The New York Times either thought this through and didn't care about the life of an interrogator OR they are lacking in the mental capacity department...maybe both. In this post that I caught over at NRO from Greg Pollowitz, we find that the New York Times decided to announce the identity of one of the best non-torture-using interrogators we have...so now, Al Qaeda knows who he is. Read on...and then we have some Chops Bustin' to do:
Inside a 9/11 Mastermind's Interrogation
Story by Scott Shane
WASHINGTON — In a makeshift prison in the north of Poland, Al Qaeda’s engineer of mass murder faced off against his Central Intelligence Agency interrogator. It was 18 months after the 9/11 attacks, and the invasion of Iraq was giving Muslim extremists new motives for havoc. If anyone knew about the next plot, it was Khalid Shaikh Mohammed.
The interrogator, Deuce Martinez, a soft-spoken analyst who spoke no Arabic, had turned down a C.I.A. offer to be trained in waterboarding. He chose to leave the infliction of pain and panic to others, the gung-ho paramilitary types whom the more cerebral interrogators called “knuckledraggers.”
Mr. Martinez declined to be interviewed; his role was described by colleagues. Gen. Michael V. Hayden, director of the C.I.A., and a lawyer representing Mr. Martinez asked that he not be named in this article, saying that the former interrogator believed that the use of his name would invade his privacy and might jeopardize his safety. The New York Times, noting that Mr. Martinez had never worked undercover and that others involved in the campaign against Al Qaeda have been named in news articles and books, declined the request. (An editors’ note on this issue has been posted on The Times’s Web site.)...
EXCUSE ME?! What the hell are they thinking?
This reads like a vendetta against the personnel doing time for blowing Valerie Plame's cover. But Valerie Plame gets more protection while serving canapes to political hatchetmen and has a lot less to lose than this interrogator who questioned the most vile and evil men in the history of the world...[for our opinions on the Plame issue, Google Blackfive and Plame - suffice it to say we were for severe punishment for revealing a covert CIA person].

◆ ◆ ◆ ◆

● WRITTEN INSTRUCTION 1:
Multiply every bounding-box coordinate in the rows by 2.4, rounding each result to a whole number with halves rounded up, and write out again only the rows starting at the line that contains "Q: The village" and ending at the line that contains "1150, 522, 1200, 618". Keep the requests in those rows unchanged.
● WRITTEN INSTRUCTION 2:
Please proceed with the blog post about the Times naming the interrogator, beginning right after its final sentence.

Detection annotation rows
◆ ◆ ◆ ◆

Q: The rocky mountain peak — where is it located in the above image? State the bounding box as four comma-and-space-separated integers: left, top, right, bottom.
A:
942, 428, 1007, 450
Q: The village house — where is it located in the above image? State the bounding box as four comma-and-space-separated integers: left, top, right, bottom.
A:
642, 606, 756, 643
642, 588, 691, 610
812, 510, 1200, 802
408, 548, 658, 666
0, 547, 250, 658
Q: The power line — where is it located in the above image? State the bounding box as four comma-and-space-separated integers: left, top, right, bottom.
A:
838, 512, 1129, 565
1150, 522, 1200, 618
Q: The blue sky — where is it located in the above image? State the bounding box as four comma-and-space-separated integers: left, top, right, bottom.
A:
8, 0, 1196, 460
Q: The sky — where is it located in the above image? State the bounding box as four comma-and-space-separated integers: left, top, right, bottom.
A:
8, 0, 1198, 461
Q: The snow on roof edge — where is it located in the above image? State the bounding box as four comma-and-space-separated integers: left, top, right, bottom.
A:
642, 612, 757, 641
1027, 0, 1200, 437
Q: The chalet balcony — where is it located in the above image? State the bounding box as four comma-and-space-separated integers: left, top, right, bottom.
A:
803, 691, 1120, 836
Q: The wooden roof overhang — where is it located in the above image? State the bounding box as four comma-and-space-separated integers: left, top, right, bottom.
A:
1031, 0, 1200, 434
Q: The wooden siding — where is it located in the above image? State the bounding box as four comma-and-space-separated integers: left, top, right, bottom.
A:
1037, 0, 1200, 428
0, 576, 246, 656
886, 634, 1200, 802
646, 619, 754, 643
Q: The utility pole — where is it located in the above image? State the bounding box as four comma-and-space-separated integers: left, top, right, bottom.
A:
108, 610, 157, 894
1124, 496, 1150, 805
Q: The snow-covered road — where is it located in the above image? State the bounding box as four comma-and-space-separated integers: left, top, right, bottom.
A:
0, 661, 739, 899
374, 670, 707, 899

◆ ◆ ◆ ◆

● WRITTEN RESPONSE 1:
Q: The village house — where is it located in the above image? State the bounding box as four comma-and-space-separated integers: left, top, right, bottom.
A:
1541, 1454, 1814, 1543
1541, 1411, 1658, 1464
1949, 1224, 2880, 1925
979, 1315, 1579, 1598
0, 1313, 600, 1579
Q: The power line — where is it located in the above image? State the bounding box as four comma-and-space-separated integers: left, top, right, bottom.
A:
2011, 1229, 2710, 1356
2760, 1253, 2880, 1483

● WRITTEN RESPONSE 2:
So, at NRO, Pollowitz contacts the NYT and does a follow up on where the interrogator is now. Read the whole piece, then come back here and send the NYTimes Public Editor and Scott Shane some polite and professional emails describing their distinct lack of honor and integrity.
The author of the article (and several others about the CIA) has a page with a contact form and a listing of all of his articles - Scott Shane.
The NYTimes Public Editor email - Clark Hoyt
Update: Allahpundit has more at Hot Air. Allah looks at another potential aspect of this story:
...Here’s a better question. The Times mentions in the story that the interrogator refused to be interviewed for it; everything in it is based on interviews with his colleagues — some of whom, do note, aren’t named. If he had cooperated and talked to them, would they have agreed not to identify him in return? There’s no way to tell but I suspect so, which makes the decision to name him essentially … punitive. Especially the gratuitous detail about who his current employer is and what he’s up to these days...
Update 2: Steve Shippert at The Tank on NRO has a more heated response to the NYTimes and Scott Shane in particular (deservedly so):
...Furthermore, the false caveat of "never working undercover" as justification for publication is a non sequitur. Recall back in 2005 how Scott Shane did his New York Times journalistic duty in drawing attention to the CIA's undercover air operations. Operational secrecy wasn't a concern then, now was it?
As far as Scott Shane is concerned, he's been busy for years trying to blow the cover off vital CIA operations — operations that simply require a level of secrecy to function. And please keep in mind he does not do this through sheer personal brilliance...
...He is a tool, not a brilliant journalist...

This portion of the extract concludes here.